Work item:
All the entries need to be quoted exactly, apart from the pictures, which you should drop.

Records to use:
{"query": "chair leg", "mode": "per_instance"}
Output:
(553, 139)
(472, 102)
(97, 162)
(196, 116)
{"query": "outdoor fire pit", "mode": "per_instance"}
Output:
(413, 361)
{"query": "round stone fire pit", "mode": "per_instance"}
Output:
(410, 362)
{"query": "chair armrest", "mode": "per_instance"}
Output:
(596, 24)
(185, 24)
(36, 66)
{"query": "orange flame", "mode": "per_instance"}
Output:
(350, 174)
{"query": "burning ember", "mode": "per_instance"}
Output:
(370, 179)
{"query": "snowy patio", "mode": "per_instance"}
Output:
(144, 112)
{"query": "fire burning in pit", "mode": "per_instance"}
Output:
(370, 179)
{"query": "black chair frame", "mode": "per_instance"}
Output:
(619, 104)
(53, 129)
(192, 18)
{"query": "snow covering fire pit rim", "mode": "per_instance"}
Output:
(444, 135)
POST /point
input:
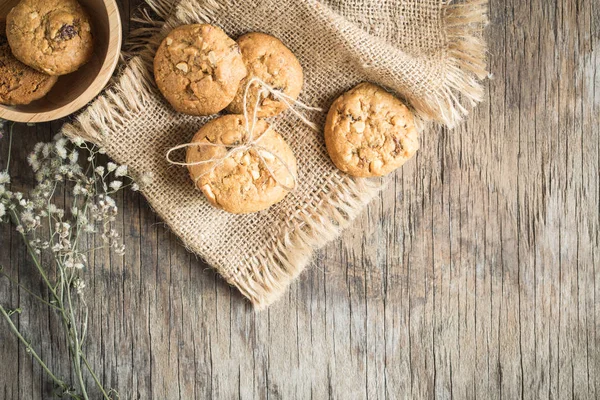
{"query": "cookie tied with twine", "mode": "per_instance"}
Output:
(240, 163)
(237, 172)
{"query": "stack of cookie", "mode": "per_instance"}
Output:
(238, 161)
(44, 39)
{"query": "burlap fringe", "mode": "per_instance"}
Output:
(273, 271)
(466, 56)
(291, 251)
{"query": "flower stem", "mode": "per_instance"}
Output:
(76, 345)
(30, 350)
(89, 368)
(37, 262)
(10, 130)
(14, 282)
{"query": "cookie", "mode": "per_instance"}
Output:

Answer area:
{"query": "chair leg", "mode": "per_instance"}
Output:
(553, 139)
(472, 102)
(97, 162)
(196, 116)
{"query": "outdoor fire pit", "mode": "per_instance"}
Output:
(413, 361)
{"query": "round stone fire pit", "mode": "per_instance"}
Output:
(410, 362)
{"query": "chair armrest", "mode": "per_instance"}
Output:
(596, 24)
(185, 24)
(36, 66)
{"query": "orange flame", "mode": "per_instance"}
Output:
(350, 174)
{"query": "burning ember", "mode": "per_instance"}
Output:
(370, 179)
{"query": "snowy patio", "mode": "per_instance"}
Output:
(144, 112)
{"query": "fire burning in pit", "mode": "per_instance"}
Output:
(370, 179)
{"query": "black chair frame", "mode": "per_instance"}
Output:
(619, 104)
(53, 129)
(192, 18)
{"query": "snow covering fire pit rim", "mode": "per_instance"}
Output:
(444, 135)
POST /point
input:
{"query": "cookie tied with twine", "mode": "per_instance"}
Output:
(240, 163)
(237, 172)
{"query": "stack of cookie", "mode": "per_instance"}
Output:
(238, 161)
(44, 39)
{"query": "burlap fringe", "mode": "per_instance"}
Output:
(273, 271)
(466, 56)
(291, 251)
{"query": "flower stem", "mode": "per_instance"}
Output:
(76, 345)
(30, 350)
(89, 368)
(37, 262)
(10, 130)
(14, 282)
{"query": "cookie", "mode": "per_instance"}
Output:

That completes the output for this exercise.